===== DOCUMENT SECTION =====

Thanks in part to consistent advocacy efforts, Congress soundly rejected the president’s calls for a nearly 20 percent cut to the National Institutes of Health, instead increasing NIH funding by $2 billion for the second straight fiscal year. Those advocacy efforts continue to bear fruit as both the House of Representatives and the Senate have proposed large increases for the NIH for fiscal 2018. Unfortunately, more work must be done to ensure that the National Science Foundation begins seeing steady budget growth as well.

While the president has kept Francis Collins on as his director of the NIH and France Córdova continues her tenure as NSF director, many science positions in and around the White House remain unfilled. Beyond a skeleton staff with no real leadership or policy direction, no one currently staffs the White House’s Office of Science and Technology Policy. The OSTP has served previous administrations as chief science advisers to the president. Under President Barack Obama, for example, the OSTP director was considered part of the president’s Cabinet and was present in a variety of policy debates.

The President’s Council of Advisors on Science and Technology, or PCAST, remains inactive, and it is unclear if Trump will extend the PCAST’s charter, set to expire this fall. In addition, science officials across the federal government continue to leave the administration. In August, after Trump’s controversial statements about white supremacists demonstrating in Charlottesville, Va., Daniel Kammen, the science envoy for the Department of State, resigned, citing Trump’s rhetoric and policies.

When Trump has named appointees to science-related positions, those appointees rarely have had scientific experience. In March, Trump named Michael Kratsios as the U.S. chief technology officer, even though Kratsios’ expertise lies not in technology development but in investments in technology. And Trump’s nominee for NASA administrator is not a scientist but rather a former pilot and current member of Congress.

The administration clearly has priorities other than science. And that reality — while frustrating — is somewhat understandable. From nuclear proliferation to terrorism to immigration and health care reform, the U.S. faces a variety of policy problems. The president would, however, be better served by bringing scientists and scientific expertise into the debate to understand how his policy decisions affect the American scientific enterprise.

===== STORED ROWS =====

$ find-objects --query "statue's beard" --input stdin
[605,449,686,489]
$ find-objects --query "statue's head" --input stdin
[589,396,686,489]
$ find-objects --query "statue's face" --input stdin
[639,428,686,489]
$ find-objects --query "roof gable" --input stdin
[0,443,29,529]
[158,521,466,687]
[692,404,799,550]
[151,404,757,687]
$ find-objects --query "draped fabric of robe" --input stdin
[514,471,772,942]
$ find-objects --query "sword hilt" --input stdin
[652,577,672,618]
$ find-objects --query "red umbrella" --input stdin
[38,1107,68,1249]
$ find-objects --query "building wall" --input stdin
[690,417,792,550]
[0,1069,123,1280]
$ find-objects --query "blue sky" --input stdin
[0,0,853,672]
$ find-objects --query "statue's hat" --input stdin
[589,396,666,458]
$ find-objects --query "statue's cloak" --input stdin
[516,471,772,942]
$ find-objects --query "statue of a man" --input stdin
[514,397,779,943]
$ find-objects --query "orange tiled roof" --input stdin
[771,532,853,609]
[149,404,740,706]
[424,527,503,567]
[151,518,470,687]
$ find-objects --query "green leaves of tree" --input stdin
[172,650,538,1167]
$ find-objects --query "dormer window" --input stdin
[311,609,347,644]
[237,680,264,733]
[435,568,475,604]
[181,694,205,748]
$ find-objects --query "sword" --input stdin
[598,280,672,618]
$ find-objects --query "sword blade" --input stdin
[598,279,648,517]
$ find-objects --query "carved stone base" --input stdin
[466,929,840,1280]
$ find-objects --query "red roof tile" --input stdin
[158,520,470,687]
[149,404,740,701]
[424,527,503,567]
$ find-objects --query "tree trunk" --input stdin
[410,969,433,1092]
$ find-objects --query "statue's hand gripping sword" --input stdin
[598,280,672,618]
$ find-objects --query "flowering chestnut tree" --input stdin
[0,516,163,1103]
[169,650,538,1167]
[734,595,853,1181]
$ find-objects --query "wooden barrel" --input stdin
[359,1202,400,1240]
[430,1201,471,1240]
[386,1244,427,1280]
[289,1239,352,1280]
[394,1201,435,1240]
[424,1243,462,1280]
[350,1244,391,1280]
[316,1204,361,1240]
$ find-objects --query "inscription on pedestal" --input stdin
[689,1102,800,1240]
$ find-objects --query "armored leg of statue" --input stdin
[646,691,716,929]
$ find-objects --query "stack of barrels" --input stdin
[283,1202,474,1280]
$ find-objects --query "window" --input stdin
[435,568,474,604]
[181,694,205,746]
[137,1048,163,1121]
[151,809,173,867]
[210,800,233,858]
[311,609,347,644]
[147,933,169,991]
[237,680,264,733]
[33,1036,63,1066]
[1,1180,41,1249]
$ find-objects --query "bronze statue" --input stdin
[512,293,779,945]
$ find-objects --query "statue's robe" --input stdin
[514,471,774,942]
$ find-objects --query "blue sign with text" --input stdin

=====

◆ GOAL:
In the passage on science policy under Trump, substitute "designees" for "appointees" and give the text again, starting with "When Trump has" and going on through "American scientific enterprise.".

◆ SOLUTION FOR THIS PROBLEM:
When Trump has named designees to science-related positions, those designees rarely have had scientific experience. In March, Trump named Michael Kratsios as the U.S. chief technology officer, even though Kratsios’ expertise lies not in technology development but in investments in technology. And Trump’s nominee for NASA administrator is not a scientist but rather a former pilot and current member of Congress.

The administration clearly has priorities other than science. And that reality — while frustrating — is somewhat understandable. From nuclear proliferation to terrorism to immigration and health care reform, the U.S. faces a variety of policy problems. The president would, however, be better served by bringing scientists and scientific expertise into the debate to understand how his policy decisions affect the American scientific enterprise.